* Records for the exercise *
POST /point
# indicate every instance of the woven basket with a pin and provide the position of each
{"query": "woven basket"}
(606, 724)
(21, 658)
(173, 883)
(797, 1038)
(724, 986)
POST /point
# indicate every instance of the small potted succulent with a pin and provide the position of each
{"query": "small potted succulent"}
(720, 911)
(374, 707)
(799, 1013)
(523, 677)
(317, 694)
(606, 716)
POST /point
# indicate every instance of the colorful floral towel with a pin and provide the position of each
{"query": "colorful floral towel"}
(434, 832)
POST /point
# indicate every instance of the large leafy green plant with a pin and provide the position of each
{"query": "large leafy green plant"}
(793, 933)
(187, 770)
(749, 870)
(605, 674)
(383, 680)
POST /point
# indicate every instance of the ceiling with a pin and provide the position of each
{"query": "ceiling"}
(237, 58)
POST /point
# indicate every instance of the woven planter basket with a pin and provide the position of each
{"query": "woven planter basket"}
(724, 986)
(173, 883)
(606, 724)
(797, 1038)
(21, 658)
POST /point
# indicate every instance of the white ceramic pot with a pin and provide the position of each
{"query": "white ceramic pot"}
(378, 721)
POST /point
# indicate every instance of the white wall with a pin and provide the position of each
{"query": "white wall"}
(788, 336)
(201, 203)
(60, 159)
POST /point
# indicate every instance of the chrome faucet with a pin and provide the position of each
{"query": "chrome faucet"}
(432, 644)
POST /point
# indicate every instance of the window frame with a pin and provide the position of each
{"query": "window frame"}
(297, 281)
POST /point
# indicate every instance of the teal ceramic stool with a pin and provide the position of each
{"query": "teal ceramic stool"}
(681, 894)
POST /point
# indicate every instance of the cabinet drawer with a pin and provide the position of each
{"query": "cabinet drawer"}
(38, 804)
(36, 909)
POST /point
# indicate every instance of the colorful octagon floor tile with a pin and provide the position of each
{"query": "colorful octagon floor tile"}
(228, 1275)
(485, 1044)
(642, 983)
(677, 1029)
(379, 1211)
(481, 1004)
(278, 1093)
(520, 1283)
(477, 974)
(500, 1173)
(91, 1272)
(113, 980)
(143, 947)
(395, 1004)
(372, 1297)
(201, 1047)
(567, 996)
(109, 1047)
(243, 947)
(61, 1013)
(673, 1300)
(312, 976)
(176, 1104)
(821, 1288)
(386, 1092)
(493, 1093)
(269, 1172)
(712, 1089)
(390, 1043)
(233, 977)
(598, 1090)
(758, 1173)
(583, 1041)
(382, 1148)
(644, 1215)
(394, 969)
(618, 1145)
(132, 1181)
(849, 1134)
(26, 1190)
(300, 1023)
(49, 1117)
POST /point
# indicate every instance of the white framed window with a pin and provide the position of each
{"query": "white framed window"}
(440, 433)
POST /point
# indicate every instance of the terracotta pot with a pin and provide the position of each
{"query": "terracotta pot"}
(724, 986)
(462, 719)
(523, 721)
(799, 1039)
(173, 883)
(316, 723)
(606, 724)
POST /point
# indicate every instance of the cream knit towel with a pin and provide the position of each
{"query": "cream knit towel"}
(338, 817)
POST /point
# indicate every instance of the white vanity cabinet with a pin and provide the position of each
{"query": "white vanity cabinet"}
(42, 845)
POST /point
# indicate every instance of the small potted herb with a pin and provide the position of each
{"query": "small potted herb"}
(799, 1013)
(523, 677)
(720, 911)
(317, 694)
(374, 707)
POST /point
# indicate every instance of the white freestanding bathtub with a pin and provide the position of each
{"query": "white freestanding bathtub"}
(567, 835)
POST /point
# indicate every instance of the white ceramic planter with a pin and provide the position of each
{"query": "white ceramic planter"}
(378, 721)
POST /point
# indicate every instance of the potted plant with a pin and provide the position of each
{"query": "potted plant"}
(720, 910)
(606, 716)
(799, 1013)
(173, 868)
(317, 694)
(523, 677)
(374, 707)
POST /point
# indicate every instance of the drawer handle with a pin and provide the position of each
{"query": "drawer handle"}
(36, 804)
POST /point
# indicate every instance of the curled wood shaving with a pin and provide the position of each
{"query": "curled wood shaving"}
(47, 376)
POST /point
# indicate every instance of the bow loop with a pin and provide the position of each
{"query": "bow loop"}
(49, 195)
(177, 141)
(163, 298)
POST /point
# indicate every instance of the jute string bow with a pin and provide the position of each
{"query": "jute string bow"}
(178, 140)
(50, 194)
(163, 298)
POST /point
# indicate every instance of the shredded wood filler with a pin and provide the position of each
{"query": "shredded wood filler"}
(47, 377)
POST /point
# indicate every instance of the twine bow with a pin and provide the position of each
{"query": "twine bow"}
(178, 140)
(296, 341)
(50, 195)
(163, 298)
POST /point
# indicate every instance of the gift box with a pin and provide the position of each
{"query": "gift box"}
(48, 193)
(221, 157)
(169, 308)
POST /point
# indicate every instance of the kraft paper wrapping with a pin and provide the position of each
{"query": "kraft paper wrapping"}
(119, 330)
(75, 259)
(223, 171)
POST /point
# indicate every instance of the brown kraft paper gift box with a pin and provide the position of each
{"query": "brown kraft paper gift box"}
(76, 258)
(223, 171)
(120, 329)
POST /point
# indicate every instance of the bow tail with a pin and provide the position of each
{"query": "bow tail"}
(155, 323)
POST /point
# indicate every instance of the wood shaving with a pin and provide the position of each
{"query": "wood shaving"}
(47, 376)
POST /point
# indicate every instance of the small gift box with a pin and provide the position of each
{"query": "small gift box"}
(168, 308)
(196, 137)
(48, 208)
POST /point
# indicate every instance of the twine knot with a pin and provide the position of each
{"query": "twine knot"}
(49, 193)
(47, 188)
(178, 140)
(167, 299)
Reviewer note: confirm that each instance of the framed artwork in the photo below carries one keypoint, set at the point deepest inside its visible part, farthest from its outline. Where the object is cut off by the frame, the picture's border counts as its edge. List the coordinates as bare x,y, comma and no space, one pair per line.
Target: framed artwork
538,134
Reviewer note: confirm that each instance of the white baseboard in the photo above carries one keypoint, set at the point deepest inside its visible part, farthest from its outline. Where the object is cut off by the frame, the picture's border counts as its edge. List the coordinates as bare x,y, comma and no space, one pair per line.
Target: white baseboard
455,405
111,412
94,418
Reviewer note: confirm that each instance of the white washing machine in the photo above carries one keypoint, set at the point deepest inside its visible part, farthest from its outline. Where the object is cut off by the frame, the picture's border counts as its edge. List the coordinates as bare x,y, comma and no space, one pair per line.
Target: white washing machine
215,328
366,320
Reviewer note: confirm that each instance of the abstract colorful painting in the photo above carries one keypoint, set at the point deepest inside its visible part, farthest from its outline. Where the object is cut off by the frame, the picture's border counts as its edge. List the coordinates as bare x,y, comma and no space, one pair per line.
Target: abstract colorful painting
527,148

* What you are asked to do *
The records above must be output exactly, in full.

* Task answer *
POST /point
# indicate every instance of the woven basket with a pin and provide the position of each
{"query": "woven basket"}
(606, 724)
(21, 658)
(173, 883)
(797, 1038)
(724, 986)
POST /point
# indicate every instance of the small potted succulent with a pin and provide the position of each
{"query": "small potted succulent"}
(720, 911)
(374, 707)
(799, 1013)
(523, 677)
(317, 694)
(606, 716)
POST /point
# indicate every instance of the colorful floral towel with a pin and provide the position of each
{"query": "colorful floral towel"}
(434, 832)
POST /point
# indicate every instance of the large leafy green plant with a pin and provide the position of each
{"query": "large leafy green plant"}
(793, 933)
(187, 770)
(749, 870)
(605, 674)
(383, 680)
POST /point
# indicate every instance of the ceiling with a pin and provide the position of each
{"query": "ceiling"}
(237, 58)
POST /point
# indicate every instance of the woven planter basket with a pin and provide the position of each
{"query": "woven planter basket"}
(724, 986)
(173, 883)
(606, 724)
(797, 1038)
(21, 658)
POST /point
# indicate every instance of the white ceramic pot with a pin and provide the position of each
{"query": "white ceramic pot"}
(378, 721)
POST /point
# indicate every instance of the white wall with a pin and provide the position of each
{"query": "white wall"}
(788, 336)
(201, 203)
(60, 159)
POST /point
# indicate every instance of the chrome faucet with a pin and provide the position of each
{"query": "chrome faucet"}
(432, 644)
POST /point
# indicate every instance of the window frame with a pin and provide the position of each
{"query": "window frame"}
(297, 281)
POST /point
# indicate every instance of the teal ceramic stool with a pin and provide the position of each
{"query": "teal ceramic stool"}
(681, 894)
POST /point
# indicate every instance of the cabinet drawer with a pin and provide the position of each
{"query": "cabinet drawer"}
(38, 804)
(36, 909)
POST /point
# indicate every instance of the colorful octagon floor tile with a pin and provide the position of each
{"query": "colorful octagon floor tile"}
(228, 1275)
(485, 1044)
(642, 983)
(677, 1029)
(379, 1211)
(481, 1004)
(278, 1093)
(520, 1283)
(477, 974)
(500, 1173)
(91, 1272)
(113, 980)
(143, 947)
(395, 1004)
(372, 1297)
(201, 1047)
(567, 996)
(109, 1047)
(243, 947)
(61, 1013)
(673, 1300)
(312, 976)
(176, 1104)
(821, 1288)
(386, 1092)
(493, 1093)
(269, 1172)
(712, 1089)
(390, 1043)
(233, 977)
(598, 1090)
(758, 1173)
(583, 1041)
(382, 1148)
(644, 1215)
(394, 969)
(618, 1145)
(132, 1181)
(849, 1134)
(26, 1190)
(300, 1023)
(49, 1117)
POST /point
# indicate every instance of the white framed window with a pin and provide the position of each
{"query": "white framed window"}
(440, 433)
POST /point
# indicate every instance of the terracotta pot with a pin and provide the position of each
{"query": "terracotta pot"}
(724, 986)
(462, 719)
(523, 721)
(799, 1039)
(173, 883)
(316, 723)
(606, 724)
POST /point
# indicate every instance of the cream knit towel with a pin and provide the position of each
{"query": "cream knit towel"}
(338, 817)
POST /point
# indicate every instance of the white vanity cabinet with a pin and provide the position of each
{"query": "white vanity cabinet"}
(42, 845)
POST /point
# indicate every instance of the small potted herb with a pin and provide the position of each
{"query": "small potted herb"}
(799, 1013)
(523, 677)
(720, 911)
(317, 694)
(374, 707)
POST /point
# indicate every instance of the white freestanding bathtub with a pin and provide the position of each
{"query": "white freestanding bathtub"}
(567, 835)
POST /point
# indicate every instance of the white ceramic planter with a pin and provide the position of each
{"query": "white ceramic planter"}
(378, 721)
POST /point
# indicate every instance of the potted plant with a pin and provide the position of each
{"query": "potted plant"}
(720, 910)
(606, 716)
(799, 1013)
(173, 868)
(317, 694)
(523, 677)
(374, 707)
POST /point
# indicate every instance of the drawer handle with a pin and provide the position of each
{"query": "drawer handle"}
(36, 804)
POST /point
# indicate every instance of the curled wood shaving with a pin and provide the position of each
{"query": "curled wood shaving"}
(47, 376)
POST /point
# indicate every instance of the bow loop with a pin and provide the position of each
{"query": "bow loop"}
(49, 195)
(177, 141)
(163, 298)
POST /point
# indicate every instance of the jute string bow with a pin and provide the position of each
{"query": "jute string bow"}
(178, 140)
(50, 194)
(163, 298)
POST /point
# indicate every instance of the shredded wood filler with a pin and provide the position of each
{"query": "shredded wood filler"}
(47, 377)
POST /point
# indicate every instance of the twine bow with a pin and provide the position of each
{"query": "twine bow"}
(178, 140)
(296, 341)
(50, 195)
(163, 298)
POST /point
# indicate every instance of the gift box with a pin and provide the position of each
{"query": "gift box"}
(48, 193)
(221, 157)
(169, 308)
POST /point
# indicate every instance of the kraft paper wrapping with a pin and provide the position of each
{"query": "kraft paper wrapping"}
(119, 330)
(75, 259)
(223, 171)
POST /point
# indicate every instance of the brown kraft paper gift box with a pin and provide the position of each
{"query": "brown kraft paper gift box"}
(76, 258)
(223, 171)
(120, 329)
POST /point
# indicate every instance of the bow tail with a pin and provide the position of each
{"query": "bow tail"}
(155, 323)
POST /point
# indicate every instance of the wood shaving with a pin and provide the position of each
{"query": "wood shaving"}
(47, 376)
POST /point
# indicate every instance of the small gift box with a pin and provide the position of each
{"query": "small gift box"}
(168, 308)
(196, 137)
(48, 208)
POST /point
# indicate every instance of the twine knot with a pin and provide the position of each
{"query": "twine knot"}
(49, 193)
(47, 188)
(178, 140)
(167, 299)
Reviewer note: confirm that each instance of the framed artwork in the photo below carries one keypoint, set at the point deepest inside its visible part, farthest from its outline. Where the object is cut off by the frame, the picture's border counts as its edge. List the coordinates as bare x,y, comma and no space, one pair per line.
Target: framed artwork
538,134
Reviewer note: confirm that each instance of the white baseboard in the photo above carries one keypoint, set at the point deepest inside its visible part, farthest from its outline. Where the object is cut off by the frame, the picture's border counts as its edge. List the coordinates as bare x,y, comma and no space, one pair per line.
Target: white baseboard
455,405
111,412
94,418
Reviewer note: confirm that each instance of the white washing machine in the photo above carries one keypoint, set at the point deepest inside its visible part, farthest from its outline. Where the object is cut off by the frame, the picture's border counts as its edge. List the coordinates as bare x,y, comma and no space, one pair per line.
Target: white washing machine
215,328
366,320
Reviewer note: confirm that each instance of the abstract colorful painting in the photo above carries one keypoint, set at the point deepest inside its visible part, farthest from its outline. Where the object is cut off by the frame, the picture's border counts as its edge. List the coordinates as bare x,y, comma and no space, one pair per line.
Target: abstract colorful painting
527,148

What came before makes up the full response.